> _YOUR GOAL_
Copy out every item below, changing "Place a marker" to "Put a point" wherever it occurs and leaving everything else unchanged. Omit the pictures.

> _THE INPUT_
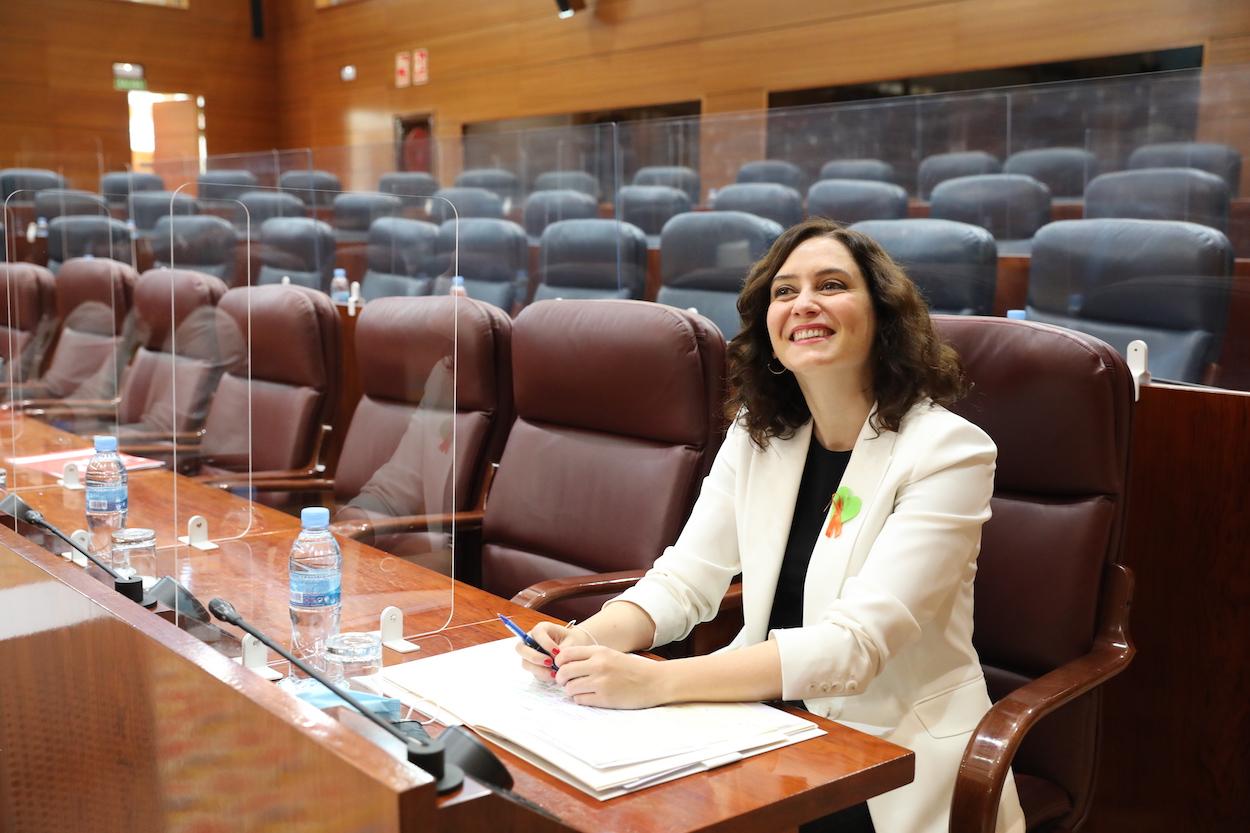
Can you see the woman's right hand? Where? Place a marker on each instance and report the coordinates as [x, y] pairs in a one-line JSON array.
[[553, 637]]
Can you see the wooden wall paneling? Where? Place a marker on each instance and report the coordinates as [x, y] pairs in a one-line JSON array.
[[65, 65], [733, 130], [499, 60], [1176, 723], [165, 732]]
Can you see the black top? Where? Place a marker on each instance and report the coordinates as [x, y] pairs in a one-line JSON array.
[[821, 474]]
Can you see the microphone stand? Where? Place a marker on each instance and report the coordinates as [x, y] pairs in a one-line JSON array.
[[130, 587], [426, 756]]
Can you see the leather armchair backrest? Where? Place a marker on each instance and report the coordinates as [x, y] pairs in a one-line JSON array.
[[259, 206], [705, 257], [954, 264], [146, 208], [24, 181], [80, 235], [778, 203], [603, 257], [773, 170], [404, 353], [943, 166], [568, 180], [501, 183], [1166, 283], [118, 185], [201, 243], [1064, 170], [1160, 194], [300, 248], [28, 317], [408, 184], [294, 364], [64, 201], [618, 418], [94, 299], [685, 179], [1221, 160], [169, 382], [650, 206], [544, 208], [1058, 404], [869, 169], [311, 186], [853, 200], [1010, 206], [468, 201], [358, 212], [493, 257]]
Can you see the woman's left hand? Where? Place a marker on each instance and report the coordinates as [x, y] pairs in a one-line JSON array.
[[598, 676]]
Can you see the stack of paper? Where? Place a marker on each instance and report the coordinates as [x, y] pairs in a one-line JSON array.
[[604, 752]]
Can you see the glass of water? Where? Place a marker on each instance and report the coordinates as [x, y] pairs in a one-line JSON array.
[[134, 553], [353, 654]]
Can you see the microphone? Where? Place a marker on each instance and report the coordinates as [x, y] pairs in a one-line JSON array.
[[14, 507], [429, 756]]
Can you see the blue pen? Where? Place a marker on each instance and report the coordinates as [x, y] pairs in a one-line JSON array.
[[526, 638]]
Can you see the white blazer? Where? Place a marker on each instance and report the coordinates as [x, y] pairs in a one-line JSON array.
[[886, 637]]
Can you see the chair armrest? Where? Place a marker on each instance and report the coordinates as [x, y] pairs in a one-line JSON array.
[[288, 484], [536, 597], [368, 530], [70, 407], [544, 593], [993, 747]]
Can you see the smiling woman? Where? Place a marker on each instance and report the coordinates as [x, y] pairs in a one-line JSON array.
[[851, 504]]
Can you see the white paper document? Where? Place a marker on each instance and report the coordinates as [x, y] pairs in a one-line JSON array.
[[605, 752]]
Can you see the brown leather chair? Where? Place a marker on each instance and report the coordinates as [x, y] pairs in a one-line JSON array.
[[180, 358], [1051, 595], [28, 318], [293, 384], [396, 455], [94, 335], [618, 419]]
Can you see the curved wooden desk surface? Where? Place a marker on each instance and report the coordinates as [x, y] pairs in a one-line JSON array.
[[774, 791]]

> _REPLY TO THE TASK_
Can you see the woman's right hand? Where? Put a point on each instance and report the coordinates as [x, y] pairs in a one-line JSON array.
[[553, 637]]
Can you see the wooden wall paneling? Where? Put a point on each instance and report the coordinates as [x, y] pairs in a one-line JSON array.
[[65, 65], [733, 130], [499, 60], [1176, 723], [165, 732]]
Can you see the black top? Where? Put a point on each instance and report the coordinates as [x, y] pairs in a one-line JSON array.
[[821, 474]]
Can you see the microphone stand? Where? Put a point on each instance and report the coordinates as [x, y] pairs in a one-line JSON array.
[[130, 587], [426, 756]]
Can you see the leather armchair backrest? Where? Put a point on each instance and report the coordinates as [x, y] pairs in a one-line JSON array.
[[259, 206], [705, 257], [954, 264], [146, 208], [24, 181], [80, 235], [778, 203], [603, 257], [773, 170], [404, 353], [943, 166], [568, 180], [501, 183], [1166, 283], [118, 185], [201, 243], [1064, 170], [1160, 194], [300, 248], [28, 317], [408, 184], [294, 364], [64, 201], [618, 418], [94, 299], [685, 179], [1221, 160], [169, 382], [650, 206], [544, 208], [1058, 404], [869, 169], [311, 186], [853, 200], [1010, 206], [468, 201], [358, 212], [493, 257]]
Can you see the woman's left hand? Where? Put a point on each instance and report the coordinates as [x, y] pairs in a one-line JSON array.
[[598, 676]]
Can you see the stack of paper? Where? Put a point on each instance and report the coordinates as [x, y] pairs in a one-line JSON array.
[[604, 752]]
Can you see the glass of water? Where? Put a point on each instance and report the coordinates as [x, y] pairs in a one-line JSON array.
[[134, 553], [353, 654]]
Can you see the microphone? Where? Put a point on each instance and report the coordinates as [x, y] pairs in a one-line JSON array.
[[14, 507], [429, 756]]
Can you see the blue pen? Where? Put a point on each instance and report the coordinates as [x, y] pairs in a one-line JSON array.
[[526, 638]]
Can you see the white blazer? Where? Put a point on each instance and report the coordinates as [x, y] pairs in a one-line JSON array.
[[886, 637]]
Can you see the chair armrest? Where? Put a point on each instance and report the coordinates as [x, y] pairs in a one-line JSON array.
[[288, 484], [536, 597], [368, 530], [70, 407], [544, 593], [993, 747]]
Can you see the smiling woman? Where? Put a point on each instance and report the coordinates as [x, y] pairs in a one-line JSON array.
[[851, 504]]
Can you see the white paper document? Where? Put a point on each instance and report the coordinates as [x, y] pairs in a one-line JSON array.
[[605, 752]]
Can you see the brown leather chair? Where? Put a point on each instance and report the coordinates as [x, y] pairs in a one-line JSON array.
[[180, 358], [1051, 595], [28, 318], [293, 384], [396, 455], [94, 335], [618, 419]]
Can you see the curved wooden desk surface? Where? Put a point on each instance and report the coordinates as [x, y] pairs in a one-line JSON array.
[[774, 791]]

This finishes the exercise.